Extrait de page:
============

Le directeur général de Nissan, Hiroto Saikawa, a reconnu avoir reçu une rémunération excédant ce à quoi il avait droit, selon des propos rapportés jeudi par plusieurs médias japonais, une affaire qui fragilise encore un peu plus sa légitimité.

"J'ai reçu une rétribution sous une forme qui ne correspond pas aux règles en vigueur. Je pensais que cela résultait de procédures correctes", a-t-il déclaré brièvement à des journalistes, selon des propos rapportés par l'agence de presse Jiji.

M. Saikawa, qui a pris la direction exécutive du constructeur automobile en 2017, succédant alors à Carlos Ghosn (resté ensuite président de Nissan jusqu'à son éviction en novembre dernier), a présenté ses excuses "pour le trouble causé", affirmant qu'il avait l'intention de restituer les émoluments indûment perçus.

Leur montant s'élèverait à 47 millions de yens (environ 400.000 euros), mais Nissan estimerait que l'opération n'a rien d'illégal, ont rapporté les médias.

Cet aveu intervient après que des articles de presse ont fait état de résultats d'investigations internes à Nissan sur ces possibles rétributions excédentaires, effectuées dans le cadre d'un mécanisme connu sous le nom "stock appreciation rights" (SAR), en vertu duquel les dirigeants peuvent recevoir en numéraire une prime correspondant à la plus-value liée à l'augmentation de la valeur de l'action de leur entreprise au cours d'une période définie.

"Les conclusions de l'enquête interne de Nissan seront présentées au conseil d'administration le 9 septembre", a déclaré jeudi à l'AFP une porte-parole du groupe, sans commenter les déclarations de M. Saikawa.

Selon d'autres de ses propos, rapportés par la chaîne TBS, M. Saikawa a mis ces mauvaises pratiques sur le compte "du système mis en place sous Ghosn". La gestion de cette partie de sa rémunération était confiée au secrétariat dirigé par Greg Kelly, l'ancien bras droit de M. Ghosn, a-t-il affirmé.

- "Encore plus fragile qu'avant"

M. Saikawa était déjà fragilisé par d'autres accusations formulées en juin par M. Kelly, arrêté en même temps que Carlos Ghosn et également inculpé sur un des volets de l'affaire.

============

Lignes de données:
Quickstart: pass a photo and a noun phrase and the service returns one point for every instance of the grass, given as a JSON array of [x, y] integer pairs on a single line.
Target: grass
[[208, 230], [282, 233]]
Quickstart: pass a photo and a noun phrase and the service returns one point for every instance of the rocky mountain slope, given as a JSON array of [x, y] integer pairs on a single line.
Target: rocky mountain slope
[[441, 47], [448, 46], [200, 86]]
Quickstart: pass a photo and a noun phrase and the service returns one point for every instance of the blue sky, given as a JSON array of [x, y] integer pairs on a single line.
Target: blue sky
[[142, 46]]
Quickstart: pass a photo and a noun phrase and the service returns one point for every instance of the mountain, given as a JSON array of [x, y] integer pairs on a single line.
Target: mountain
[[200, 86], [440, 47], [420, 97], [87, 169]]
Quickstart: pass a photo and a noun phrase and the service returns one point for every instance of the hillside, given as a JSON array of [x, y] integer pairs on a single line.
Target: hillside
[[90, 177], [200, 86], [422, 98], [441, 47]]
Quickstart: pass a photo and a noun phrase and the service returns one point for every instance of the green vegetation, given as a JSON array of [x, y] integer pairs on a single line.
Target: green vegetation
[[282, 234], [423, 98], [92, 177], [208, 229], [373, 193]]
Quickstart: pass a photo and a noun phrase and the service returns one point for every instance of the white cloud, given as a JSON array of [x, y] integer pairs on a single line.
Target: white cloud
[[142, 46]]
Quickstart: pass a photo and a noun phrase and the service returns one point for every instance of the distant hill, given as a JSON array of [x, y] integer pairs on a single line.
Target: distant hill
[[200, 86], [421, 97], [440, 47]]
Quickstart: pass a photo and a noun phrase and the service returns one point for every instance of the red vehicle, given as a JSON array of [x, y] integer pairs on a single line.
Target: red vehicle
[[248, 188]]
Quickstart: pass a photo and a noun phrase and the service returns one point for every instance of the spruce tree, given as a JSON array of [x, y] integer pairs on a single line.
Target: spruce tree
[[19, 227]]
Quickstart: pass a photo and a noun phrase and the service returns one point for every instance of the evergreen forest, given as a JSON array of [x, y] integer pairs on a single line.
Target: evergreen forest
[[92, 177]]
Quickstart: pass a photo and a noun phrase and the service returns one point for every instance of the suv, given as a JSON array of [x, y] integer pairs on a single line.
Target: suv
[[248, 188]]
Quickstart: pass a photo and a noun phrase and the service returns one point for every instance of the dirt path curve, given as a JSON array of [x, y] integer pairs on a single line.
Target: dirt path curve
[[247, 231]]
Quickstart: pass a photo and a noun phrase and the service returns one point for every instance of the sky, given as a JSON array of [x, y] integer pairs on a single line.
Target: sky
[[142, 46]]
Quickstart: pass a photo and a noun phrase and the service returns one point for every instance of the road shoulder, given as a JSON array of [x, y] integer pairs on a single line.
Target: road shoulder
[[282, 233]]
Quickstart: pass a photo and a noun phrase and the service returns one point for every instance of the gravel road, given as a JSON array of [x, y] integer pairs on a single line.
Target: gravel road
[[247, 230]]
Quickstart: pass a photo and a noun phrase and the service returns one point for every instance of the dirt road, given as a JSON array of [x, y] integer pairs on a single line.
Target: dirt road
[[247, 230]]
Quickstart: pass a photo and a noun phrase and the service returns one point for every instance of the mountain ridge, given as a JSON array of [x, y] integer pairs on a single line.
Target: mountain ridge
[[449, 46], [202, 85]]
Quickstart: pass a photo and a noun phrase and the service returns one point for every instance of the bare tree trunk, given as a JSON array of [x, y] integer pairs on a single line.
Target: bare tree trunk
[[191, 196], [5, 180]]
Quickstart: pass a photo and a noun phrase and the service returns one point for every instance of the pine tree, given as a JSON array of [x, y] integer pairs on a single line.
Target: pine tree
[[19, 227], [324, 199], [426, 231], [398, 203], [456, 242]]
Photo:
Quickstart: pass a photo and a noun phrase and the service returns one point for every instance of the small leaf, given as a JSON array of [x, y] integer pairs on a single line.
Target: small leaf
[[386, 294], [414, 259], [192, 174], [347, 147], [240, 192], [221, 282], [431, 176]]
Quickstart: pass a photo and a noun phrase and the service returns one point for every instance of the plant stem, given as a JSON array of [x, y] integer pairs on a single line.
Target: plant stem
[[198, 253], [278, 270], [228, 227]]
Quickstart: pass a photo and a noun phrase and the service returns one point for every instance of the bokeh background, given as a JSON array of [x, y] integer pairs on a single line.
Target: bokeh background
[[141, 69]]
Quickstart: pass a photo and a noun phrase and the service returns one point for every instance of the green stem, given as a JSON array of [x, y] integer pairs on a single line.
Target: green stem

============

Consigne donnée:
Poursuivez l'extrait sur Hiroto Saikawa à partir de sa dernière phrase. Les lignes de données forment un matériau à part, indépendant de l'extrait sur Hiroto Saikawa.

Réponse rédigée:
Dans la presse nippone, M. Kelly avait notamment souligné que M. Saikawa avait lui-même apposé sa signature sur un document avalisant une minoration de revenus de M. Ghosn, et qu'il avait aussi enfreint les règles de la compagnie pour s'offrir une propriété à Tokyo.

La position de M. Saikawa à la tête de Nissan "est à présent encore plus fragile qu'avant", parce que "l'intégrité est requise" pour un dirigeant, tout autant que les performances de son groupe, a estimé Tatsuo Yoshida, analyste automobile chez Bloomberg Intelligence interrogé par l'AFP.

Désormais M. Saikawa est en difficulté "sur les deux tableaux à la fois", a ajouté l'analyste, en faisant allusion à l'actuelle dégringolade des bénéfices et des ventes de Nissan, qui a entamé une profonde restructuration de ses activités de production dans le monde.

Fin juillet déjà, le responsable du comité de nominations de Nissan, Masakazu Toyoda, avait publiquement déclaré que le groupe voulait préparer "au plus vite" la succession de M. Saikawa.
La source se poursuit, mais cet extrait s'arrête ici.